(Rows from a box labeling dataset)
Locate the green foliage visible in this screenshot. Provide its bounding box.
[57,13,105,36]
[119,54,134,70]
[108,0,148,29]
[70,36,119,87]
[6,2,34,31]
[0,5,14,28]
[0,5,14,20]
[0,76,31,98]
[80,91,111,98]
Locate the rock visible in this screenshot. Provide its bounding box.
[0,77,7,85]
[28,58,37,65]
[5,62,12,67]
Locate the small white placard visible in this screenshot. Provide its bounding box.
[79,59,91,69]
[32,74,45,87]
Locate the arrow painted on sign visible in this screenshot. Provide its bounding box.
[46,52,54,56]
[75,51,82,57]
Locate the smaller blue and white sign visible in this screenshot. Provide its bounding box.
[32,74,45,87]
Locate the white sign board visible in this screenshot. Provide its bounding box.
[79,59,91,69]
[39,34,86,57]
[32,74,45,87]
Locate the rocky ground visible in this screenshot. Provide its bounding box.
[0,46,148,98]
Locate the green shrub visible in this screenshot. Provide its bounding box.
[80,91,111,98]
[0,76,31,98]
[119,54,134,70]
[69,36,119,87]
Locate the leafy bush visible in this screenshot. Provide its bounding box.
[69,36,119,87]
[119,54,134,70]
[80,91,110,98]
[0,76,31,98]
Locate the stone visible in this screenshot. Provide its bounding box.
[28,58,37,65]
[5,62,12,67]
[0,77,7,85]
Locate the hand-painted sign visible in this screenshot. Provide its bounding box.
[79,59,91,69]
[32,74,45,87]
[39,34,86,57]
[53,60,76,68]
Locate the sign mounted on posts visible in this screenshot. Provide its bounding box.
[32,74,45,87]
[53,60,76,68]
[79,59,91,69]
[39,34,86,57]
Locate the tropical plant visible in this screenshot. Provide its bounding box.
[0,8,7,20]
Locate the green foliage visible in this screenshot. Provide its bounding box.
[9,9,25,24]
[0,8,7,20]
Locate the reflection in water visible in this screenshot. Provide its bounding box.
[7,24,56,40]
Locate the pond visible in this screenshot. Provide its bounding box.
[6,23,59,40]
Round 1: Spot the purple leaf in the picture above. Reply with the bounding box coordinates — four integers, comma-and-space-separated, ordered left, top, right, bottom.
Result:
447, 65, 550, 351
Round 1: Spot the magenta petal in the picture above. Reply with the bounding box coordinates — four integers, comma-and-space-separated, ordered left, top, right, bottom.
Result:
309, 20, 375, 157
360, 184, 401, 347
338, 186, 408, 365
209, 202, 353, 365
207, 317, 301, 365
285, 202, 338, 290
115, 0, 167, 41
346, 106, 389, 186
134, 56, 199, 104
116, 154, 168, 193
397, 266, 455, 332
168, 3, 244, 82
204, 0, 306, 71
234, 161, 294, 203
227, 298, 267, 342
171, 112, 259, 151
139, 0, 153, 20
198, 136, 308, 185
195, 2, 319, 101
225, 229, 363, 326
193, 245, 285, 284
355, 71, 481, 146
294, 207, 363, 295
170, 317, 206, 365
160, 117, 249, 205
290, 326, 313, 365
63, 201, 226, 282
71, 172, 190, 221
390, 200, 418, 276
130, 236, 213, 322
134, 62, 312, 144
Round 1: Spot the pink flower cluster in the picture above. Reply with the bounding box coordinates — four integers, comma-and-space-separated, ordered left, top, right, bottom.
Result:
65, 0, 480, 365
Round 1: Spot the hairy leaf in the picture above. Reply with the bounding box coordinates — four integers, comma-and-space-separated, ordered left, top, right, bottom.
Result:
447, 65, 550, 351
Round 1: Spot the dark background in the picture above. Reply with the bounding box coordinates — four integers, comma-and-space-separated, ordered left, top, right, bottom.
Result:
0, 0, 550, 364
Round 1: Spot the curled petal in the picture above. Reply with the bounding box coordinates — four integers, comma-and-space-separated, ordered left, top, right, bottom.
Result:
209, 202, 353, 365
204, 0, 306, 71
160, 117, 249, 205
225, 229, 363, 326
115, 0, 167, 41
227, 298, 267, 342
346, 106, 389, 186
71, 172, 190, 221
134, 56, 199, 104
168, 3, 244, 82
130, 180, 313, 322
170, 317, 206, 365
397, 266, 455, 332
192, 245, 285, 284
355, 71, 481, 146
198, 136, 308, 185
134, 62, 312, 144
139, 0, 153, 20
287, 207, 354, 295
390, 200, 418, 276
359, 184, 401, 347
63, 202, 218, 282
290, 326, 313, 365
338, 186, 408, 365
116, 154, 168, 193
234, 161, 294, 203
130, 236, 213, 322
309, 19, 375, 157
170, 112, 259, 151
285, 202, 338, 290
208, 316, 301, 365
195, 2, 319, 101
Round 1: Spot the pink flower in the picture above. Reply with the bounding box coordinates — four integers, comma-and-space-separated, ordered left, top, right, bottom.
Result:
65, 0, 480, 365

What this task involves: Take the line with "Round 1: Spot the pink flower in" and all lines after it through the end of the records, and write them out exactly; include nothing else.

The output:
Round 1: Spot the pink flower in the picture above. Reply with the bounding box coordinates — four integers, comma-and-space-separated, ordered left, top, right, bottom.
Result:
65, 0, 480, 365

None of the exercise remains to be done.